** Opening Exercise text block **

XP is on the desktop pc at home and it works o.k.. 

I have Vista on a new Dell laptop that is possessed. Since it's my first laptop and I do not like the keyboard it does not see much duty. I will upgrade to 7 on the laptop but I'm in no hurry.


----------



## sissy (Sep 7, 2009)

tried to delete


----------



## plowjockey (Aug 18, 2008)

Probably the same mangy dog, with a new flea collar.

It's gone from software to bloatware. We new it had to happen eventually.


----------



## Kung (Jan 19, 2004)

Ok, have fooled around with it for a day.

I have to admit that my very first impression is that it is *MUCH* better than Vista. Vista, IMHO, was sort of 'in your face' - "Hey, look what I can do! Look at this here flashy new program! I can do bling!" 

7, on the other hand, sort of 'gets out of your way.' I upgraded, and then told my wife to use it for a few hours. She told me she likes it much better than Vista. It's slightly faster, easier to use, more intuitive, etc.

I would not have upgraded to Vista from XP; however, I WOULD upgrade to 7 from XP. It's like Vista with almost all of the problems fixed, and new features that are actually worth using (Aero Peek, for instance).


----------



## OntarioMan (Feb 11, 2007)

Although it may be hype, Windows 7 is advertised as being less demanding on the computer compared to Vista, meaning its a more efficient operating system. 

I had absolutely no interest in upgrading any of my systems from XP to Vista, but from what I've heard and the little I've read recently, I probably will get a Windows 7 box running in the not-so-distant future... not that I'm rushing out to do that, but I am interested in Windows 7. I've always wanted to build a "media center" type PC which could be used as a DVR... so perhaps Windows 7 would be a good fit for that.


----------



## Kung (Jan 19, 2004)

Yeah, I wouldn't rush out to get it. The main reason I got it was because, since I'm technically a college student and have an .edu address, I got 7 HP for $30. I can also get 7 Professional for $30.

I am not quite sure I'd pay $120 for it just yet...after all it IS new. However, it's definitely a worthy upgrade, IMHO, and DEFINITELY worth paying $30 for, if you currently have Vista.


----------



## Windy in Kansas (Jun 16, 2002)

Well I wound up with Windows 7 in a sort of roundabout way. I have been reading about Win7, pricing it, etc. for about a couple of weeks. Figured I'd get the newer OS as I'm usually behind everyone else but did get a Vista loaded computer at a bargain basement price when it was released. Knowing that, I hunted for deals on release day and learned my local Office Max had a $389 desktop PC for $269 which meant $150 higher than Win7 by itself. For $150 I opted for the new computer. 

It has about 50% faster processing speed than my current computer, 3 gig RAM which is what my current computer has since I had just added 2 gig to it, and a 500 gig hard drive. Very similar to my current computer which has served me well.

** Closing Exercise text block **
** Opening Data for review block **

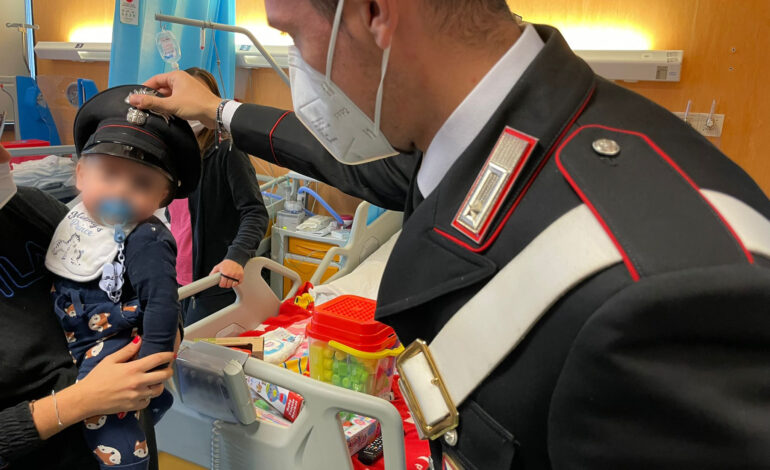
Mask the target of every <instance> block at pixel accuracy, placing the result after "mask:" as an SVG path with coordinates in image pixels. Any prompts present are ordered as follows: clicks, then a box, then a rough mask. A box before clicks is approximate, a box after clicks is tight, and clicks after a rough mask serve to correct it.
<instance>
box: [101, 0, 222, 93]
mask: <svg viewBox="0 0 770 470" xmlns="http://www.w3.org/2000/svg"><path fill="white" fill-rule="evenodd" d="M135 1H139V17H138V23H139V24H138V25H131V24H124V23H121V22H120V3H121V2H120V0H116V1H115V17H114V21H113V28H112V52H111V54H110V78H109V86H110V87H113V86H118V85H126V84H134V83H142V82H144V81H145V80H147V79H148V78H150V77H151V76H153V75H156V74H158V73H163V72H169V71H171V70H172V69H171V66H170V65H169V64H166V63H165V62H164V61H163V59H161V57H160V54H158V49H157V47H156V45H155V35H156V34H157V33H158V32H159V31H160V30H161V24H160V23H159V22H158V21H155V14H156V13H162V14H165V15H173V16H183V17H186V18H192V19H197V20H208V21H212V22H215V23H227V24H235V0H195V1H189V0H135ZM163 26H165V28H166V29H168V30H171V32H173V33H174V36H176V38H177V40H179V45H180V48H181V51H182V58H181V60H180V61H179V68H180V70H184V69H186V68H188V67H200V68H202V69H206V70H208V71H209V72H211V73H212V74H213V75H214V77H216V79H217V83H218V84H219V90H220V92H221V94H222V96H223V97H226V98H232V97H233V92H234V88H235V65H236V62H235V43H234V41H233V33H225V32H223V31H212V30H210V29H207V30H206V43H205V47H204V49H203V50H201V48H200V29H198V28H194V27H192V26H182V25H178V24H167V23H164V25H163ZM215 46H216V47H215ZM217 52H218V56H219V60H220V64H219V66H217Z"/></svg>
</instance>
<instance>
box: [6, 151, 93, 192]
mask: <svg viewBox="0 0 770 470" xmlns="http://www.w3.org/2000/svg"><path fill="white" fill-rule="evenodd" d="M7 150H8V152H9V153H10V154H11V157H12V160H11V163H12V164H13V165H14V179H15V180H16V183H17V184H18V185H19V186H32V187H35V188H38V189H40V190H42V191H45V192H46V193H48V194H49V195H50V196H52V197H54V198H56V199H58V200H60V201H63V202H67V201H69V200H71V199H73V198H74V197H75V196H77V194H78V191H77V188H75V166H74V164H73V162H72V160H71V159H70V157H71V156H72V155H74V154H75V147H74V146H73V145H56V146H43V147H21V148H9V149H7ZM20 161H23V162H22V163H19V162H20Z"/></svg>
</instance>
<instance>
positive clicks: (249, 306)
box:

** Closing Data for review block **

## [Request]
Carry on the forum thread about upgrading to Windows 7, picking up after its final sentence. The data shown above comes from a separate source.

## [Written response]
When I went to pay the price rang up $60 more as a double discount glitch had been corrected by the home office. Since I had been quoted the lower price the offer was extended to me without my asking. While it was $269 I feel like I only paid $150 since I would have gotten Win7 anyway. Cheapest new computer I ever bought. Came with a keyboard too and mine was showing wear on the lettering which doesn't bother much since I touch type.

Still have to use an Easy Transfer cable that I bought for my 98 to Vista transfer to move wanted items/settings, etc. to the new one. Someday I'll learn to hook hard drive to hard drive like you folk do it properly.


Thanks for the interesting comments and other. Done deal for me.


----------



## cast iron (Oct 4, 2004)

We have 3 laptops and 3 desktops on our home network. Three with vista, Two with xp home, one with xp media.

Do they offer any type of package that would allow installation on all 6 machines that doesn't cost an arm and a leg?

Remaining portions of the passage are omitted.